- **Dataset entries**:
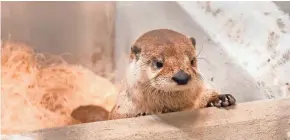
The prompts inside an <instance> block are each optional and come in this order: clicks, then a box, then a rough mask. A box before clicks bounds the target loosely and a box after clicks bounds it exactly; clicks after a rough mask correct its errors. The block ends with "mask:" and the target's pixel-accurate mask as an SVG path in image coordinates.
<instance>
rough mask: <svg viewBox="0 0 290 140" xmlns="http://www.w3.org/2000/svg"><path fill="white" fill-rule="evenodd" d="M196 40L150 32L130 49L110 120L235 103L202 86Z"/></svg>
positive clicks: (171, 34) (229, 99) (158, 31)
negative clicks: (114, 105)
mask: <svg viewBox="0 0 290 140" xmlns="http://www.w3.org/2000/svg"><path fill="white" fill-rule="evenodd" d="M195 46H196V41H195V38H194V37H188V36H185V35H183V34H182V33H179V32H177V31H174V30H170V29H156V30H151V31H148V32H146V33H144V34H143V35H141V36H140V37H139V38H138V39H137V40H136V41H135V42H134V43H133V44H132V46H131V52H130V57H129V67H128V69H127V73H126V78H125V79H124V81H123V83H122V84H123V86H122V88H121V89H120V92H119V96H118V99H117V102H116V105H115V107H114V108H113V109H112V111H111V113H110V117H109V118H110V119H119V118H129V117H137V116H140V114H141V115H144V114H145V115H148V114H156V113H167V112H176V111H182V110H192V109H199V108H204V107H207V106H209V105H212V106H216V107H226V106H230V105H234V104H235V101H236V100H235V98H234V97H233V96H232V95H230V94H219V93H218V92H216V91H215V90H213V89H210V88H208V87H207V86H205V83H204V81H203V80H202V78H201V75H200V73H199V72H198V67H197V58H196V57H197V56H196V47H195Z"/></svg>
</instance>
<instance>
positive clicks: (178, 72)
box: [172, 70, 191, 85]
mask: <svg viewBox="0 0 290 140" xmlns="http://www.w3.org/2000/svg"><path fill="white" fill-rule="evenodd" d="M190 78H191V76H190V75H189V74H187V73H185V72H184V71H183V70H179V71H178V72H177V73H176V74H174V76H173V77H172V80H173V81H174V82H176V83H177V84H178V85H186V84H187V83H188V81H189V80H190Z"/></svg>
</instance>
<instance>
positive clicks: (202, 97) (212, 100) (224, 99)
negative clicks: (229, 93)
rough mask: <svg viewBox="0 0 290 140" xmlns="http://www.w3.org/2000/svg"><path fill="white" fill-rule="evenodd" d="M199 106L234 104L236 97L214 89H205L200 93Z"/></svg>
mask: <svg viewBox="0 0 290 140" xmlns="http://www.w3.org/2000/svg"><path fill="white" fill-rule="evenodd" d="M199 101H200V102H198V106H199V108H204V107H212V106H215V107H227V106H232V105H235V104H236V99H235V98H234V97H233V96H232V95H231V94H219V93H218V92H216V91H214V90H205V91H204V92H203V93H202V94H201V95H200V100H199Z"/></svg>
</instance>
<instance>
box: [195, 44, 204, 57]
mask: <svg viewBox="0 0 290 140" xmlns="http://www.w3.org/2000/svg"><path fill="white" fill-rule="evenodd" d="M202 50H203V45H201V50H200V51H199V52H198V53H197V55H196V57H198V56H199V54H200V53H201V52H202Z"/></svg>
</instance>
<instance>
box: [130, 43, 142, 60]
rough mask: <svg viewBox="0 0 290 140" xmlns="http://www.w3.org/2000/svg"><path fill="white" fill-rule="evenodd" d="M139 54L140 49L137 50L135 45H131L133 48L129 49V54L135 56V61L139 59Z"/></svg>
mask: <svg viewBox="0 0 290 140" xmlns="http://www.w3.org/2000/svg"><path fill="white" fill-rule="evenodd" d="M140 53H141V48H139V47H137V46H135V45H133V46H132V47H131V54H132V55H133V56H135V58H136V60H138V59H139V57H140ZM133 56H132V57H133Z"/></svg>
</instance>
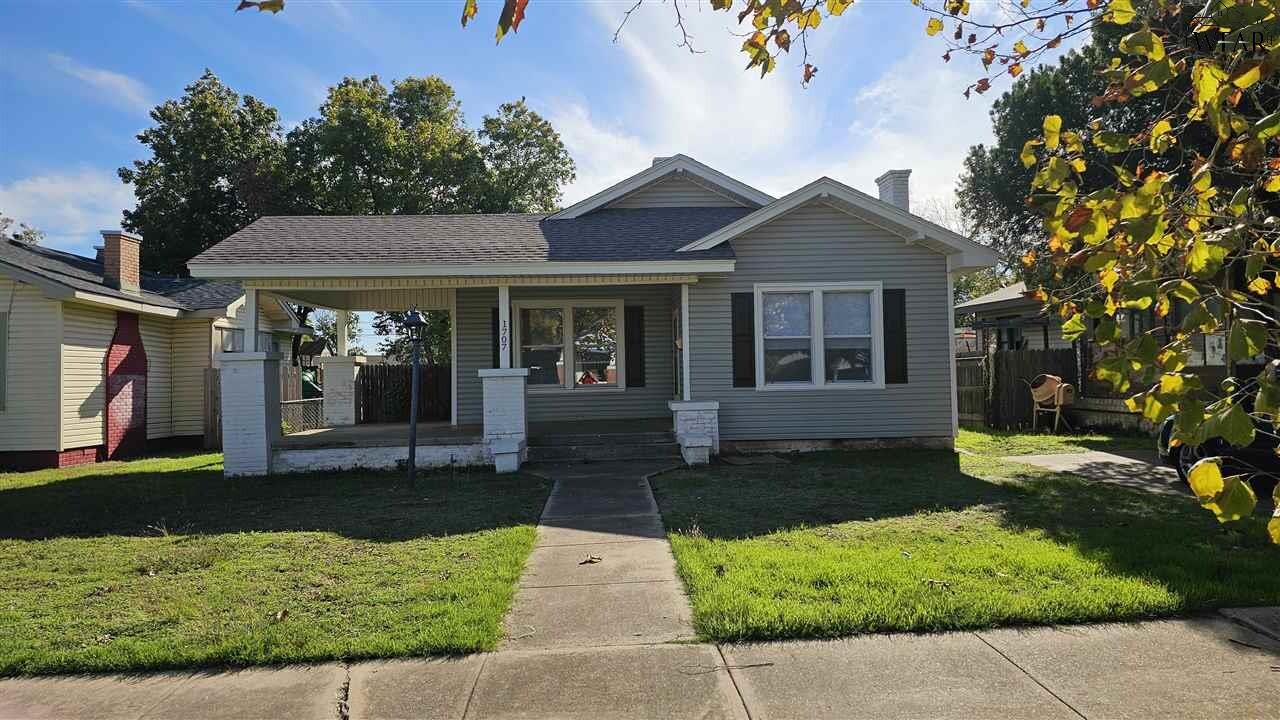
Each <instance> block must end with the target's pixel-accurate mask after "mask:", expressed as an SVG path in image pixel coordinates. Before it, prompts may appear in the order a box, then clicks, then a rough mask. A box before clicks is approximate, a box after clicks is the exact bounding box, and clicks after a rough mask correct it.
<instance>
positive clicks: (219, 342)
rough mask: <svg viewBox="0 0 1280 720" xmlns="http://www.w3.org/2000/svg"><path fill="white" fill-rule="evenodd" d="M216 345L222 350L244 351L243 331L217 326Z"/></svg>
mask: <svg viewBox="0 0 1280 720" xmlns="http://www.w3.org/2000/svg"><path fill="white" fill-rule="evenodd" d="M218 346H219V347H220V348H221V351H223V352H244V331H242V329H238V328H218Z"/></svg>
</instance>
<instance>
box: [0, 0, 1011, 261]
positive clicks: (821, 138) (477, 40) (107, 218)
mask: <svg viewBox="0 0 1280 720" xmlns="http://www.w3.org/2000/svg"><path fill="white" fill-rule="evenodd" d="M479 1H480V15H479V17H477V18H476V22H475V23H472V24H471V26H470V27H468V28H466V29H463V28H462V27H460V24H458V17H460V14H461V8H462V0H435V1H410V0H406V1H393V0H376V1H367V0H366V1H361V3H340V1H323V0H316V1H305V0H288V5H287V8H285V10H284V12H283V13H280V14H278V15H269V14H261V13H256V12H248V13H233V12H232V9H233V8H234V4H236V0H207V1H204V3H179V1H164V3H160V1H142V0H140V1H122V3H106V1H74V0H73V1H69V3H61V4H56V5H51V4H49V3H27V1H20V0H17V1H15V0H9V1H6V3H3V4H0V46H3V47H4V49H5V50H4V53H3V54H0V97H3V99H4V102H3V105H4V108H5V110H4V111H3V113H0V211H3V213H4V214H6V215H10V217H14V218H17V219H19V220H23V222H27V223H29V224H33V225H36V227H40V228H42V229H44V231H45V232H46V233H47V234H49V237H47V240H46V245H50V246H55V247H60V249H65V250H72V251H77V252H91V247H92V245H93V243H95V242H96V240H97V233H96V231H97V229H99V228H108V227H118V225H119V223H120V210H122V209H123V208H128V206H132V204H133V195H132V192H131V190H129V188H128V187H127V186H124V184H122V183H120V182H119V179H118V178H116V176H115V169H116V168H119V167H120V165H125V164H128V163H131V161H132V160H134V159H140V158H143V156H145V151H143V149H142V146H141V145H138V142H137V140H136V138H134V136H136V135H137V133H138V131H141V129H142V128H145V127H147V126H148V123H150V118H148V117H147V113H148V110H150V109H151V108H152V106H154V105H155V104H157V102H160V101H163V100H165V99H169V97H175V96H178V95H180V92H182V88H183V87H184V86H186V85H187V83H189V82H191V81H193V79H195V78H197V77H198V76H200V73H201V72H202V70H204V68H206V67H207V68H211V69H212V70H214V72H215V73H218V76H219V77H221V78H223V81H224V82H227V83H228V85H229V86H232V87H233V88H236V90H237V91H239V92H242V94H247V95H255V96H257V97H260V99H262V100H265V101H266V102H269V104H271V105H274V106H275V108H278V109H279V111H280V117H282V119H283V120H284V123H285V126H287V127H288V126H291V124H293V123H297V122H300V120H301V119H303V118H307V117H310V115H312V114H314V113H315V111H316V109H317V106H319V105H320V102H321V101H323V99H324V95H325V90H326V88H328V87H329V86H330V85H333V83H334V82H337V81H338V79H340V78H342V77H344V76H357V77H362V76H369V74H378V76H379V77H381V78H383V79H384V81H388V82H389V81H390V79H393V78H401V77H406V76H422V74H438V76H440V77H443V78H444V79H447V81H448V82H449V83H452V85H453V87H454V88H456V90H457V94H458V97H460V99H461V101H462V106H463V110H465V111H466V114H467V119H468V122H471V123H477V122H479V119H480V117H481V115H484V114H485V113H490V111H493V109H494V108H497V106H498V105H499V104H500V102H503V101H508V100H513V99H517V97H521V96H524V97H526V99H527V101H529V104H530V105H531V106H532V108H534V109H536V110H538V111H539V113H541V114H543V115H545V117H548V118H549V119H550V120H552V122H553V123H554V124H556V126H557V128H558V129H559V132H561V133H562V136H563V138H564V142H566V145H567V146H568V149H570V151H571V154H572V155H573V158H575V160H576V161H577V167H579V173H577V181H576V182H575V183H573V184H572V186H570V187H567V188H566V192H564V200H566V202H572V201H575V200H579V199H581V197H585V196H586V195H590V193H591V192H594V191H595V190H599V188H602V187H605V186H607V184H609V183H612V182H616V181H618V179H622V178H623V177H626V176H628V174H631V173H634V172H636V170H639V169H641V168H644V167H646V165H648V164H649V161H650V159H652V158H653V156H655V155H669V154H672V152H686V154H689V155H692V156H695V158H698V159H700V160H703V161H705V163H708V164H710V165H713V167H716V168H718V169H721V170H723V172H727V173H730V174H732V176H735V177H739V178H741V179H744V181H746V182H749V183H753V184H755V186H758V187H760V188H762V190H765V191H768V192H771V193H774V195H781V193H785V192H788V191H791V190H795V188H796V187H799V186H801V184H804V183H806V182H809V181H812V179H814V178H817V177H819V176H824V174H826V176H831V177H833V178H836V179H840V181H844V182H847V183H850V184H854V186H855V187H859V188H861V190H865V191H872V192H873V191H874V183H873V179H874V178H876V177H877V176H878V174H879V173H881V172H883V170H886V169H888V168H911V169H913V170H914V174H913V176H911V192H913V205H914V209H915V210H916V211H918V213H920V211H923V210H925V206H927V205H928V204H936V202H938V201H942V202H947V201H950V199H951V190H952V187H954V184H955V178H956V174H957V173H959V170H960V163H961V159H963V158H964V152H965V150H966V149H968V146H969V145H972V143H974V142H983V141H987V140H988V138H989V128H988V120H987V109H988V108H989V101H991V97H992V95H993V94H988V96H986V97H977V96H975V99H974V100H965V99H964V97H961V96H960V91H961V90H963V88H964V86H965V83H966V82H968V81H972V79H974V78H975V77H977V76H978V69H979V68H978V67H977V64H975V63H974V61H970V60H952V61H951V63H950V64H943V63H942V60H941V59H940V55H941V53H942V47H941V46H940V45H938V44H937V41H936V40H928V38H925V37H924V33H923V32H922V29H923V24H924V22H923V15H922V14H920V13H919V10H918V9H915V8H913V6H911V5H910V3H909V1H908V0H892V1H887V0H878V1H861V3H859V4H856V5H855V6H854V8H851V9H850V10H849V12H846V13H845V15H844V17H841V18H837V19H835V20H828V22H827V23H824V24H823V27H822V28H819V31H818V33H817V35H815V37H814V40H815V42H813V44H810V50H812V53H813V56H814V60H813V61H814V63H815V64H817V65H818V67H819V68H820V70H819V74H818V78H817V81H815V82H814V83H813V85H812V86H810V87H809V88H801V87H800V83H799V63H800V59H799V56H795V58H792V59H790V60H787V59H783V60H782V61H780V67H778V70H777V72H776V73H774V74H772V76H771V77H768V78H765V79H763V81H762V79H759V78H758V76H756V74H754V73H746V72H742V65H744V64H745V59H744V56H742V55H741V54H740V53H739V51H737V46H739V45H740V44H741V38H740V37H735V36H733V35H732V33H733V32H739V31H737V27H736V23H735V22H733V15H730V14H726V13H712V12H710V10H709V8H708V6H707V5H705V4H703V5H700V6H699V5H696V4H694V5H691V6H690V8H689V9H687V10H686V19H687V26H689V28H690V31H691V33H692V35H694V37H695V42H696V46H698V47H699V49H700V50H703V53H701V54H696V55H691V54H690V53H687V51H686V50H684V49H680V47H676V41H677V36H676V31H675V28H673V15H672V12H671V6H669V5H666V4H662V3H658V1H655V0H649V1H648V3H646V4H645V5H644V6H643V8H641V9H640V10H637V12H636V13H635V15H632V18H631V20H630V22H628V23H627V26H626V28H625V29H623V31H622V36H621V40H620V42H617V44H614V42H613V31H614V28H616V27H617V24H618V22H620V20H621V18H622V14H623V13H625V10H626V9H627V8H628V6H631V1H628V0H617V1H614V0H600V1H585V0H531V1H530V4H529V12H527V17H526V19H525V23H524V24H522V26H521V29H520V32H518V33H517V35H513V36H508V37H507V40H504V41H503V42H502V45H500V46H495V45H494V41H493V27H494V23H495V19H497V14H498V12H499V9H500V1H499V0H479Z"/></svg>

- **Work required**:
Render the lines above, from the start of the records through the line containing "positive clicks: (171, 34)", as a JSON list of strings with one string per line. Skip blank lines and leave the pictures out.

- **Answer section**:
[
  "The prompts inside an <instance> block are each optional and come in this order: clicks, then a box, then a rough mask. A box before clicks bounds the target loosely and a box after clicks bounds it exactly; clicks after a rough mask correct its errors. The block ends with \"mask:\" and the target's pixel-accurate mask as an SVG path in image coordinates.",
  "<instance>",
  "rough mask: <svg viewBox=\"0 0 290 140\" xmlns=\"http://www.w3.org/2000/svg\"><path fill=\"white\" fill-rule=\"evenodd\" d=\"M196 40L150 32L130 49L110 120L235 103L202 86Z\"/></svg>",
  "positive clicks: (171, 34) (229, 99) (158, 31)"
]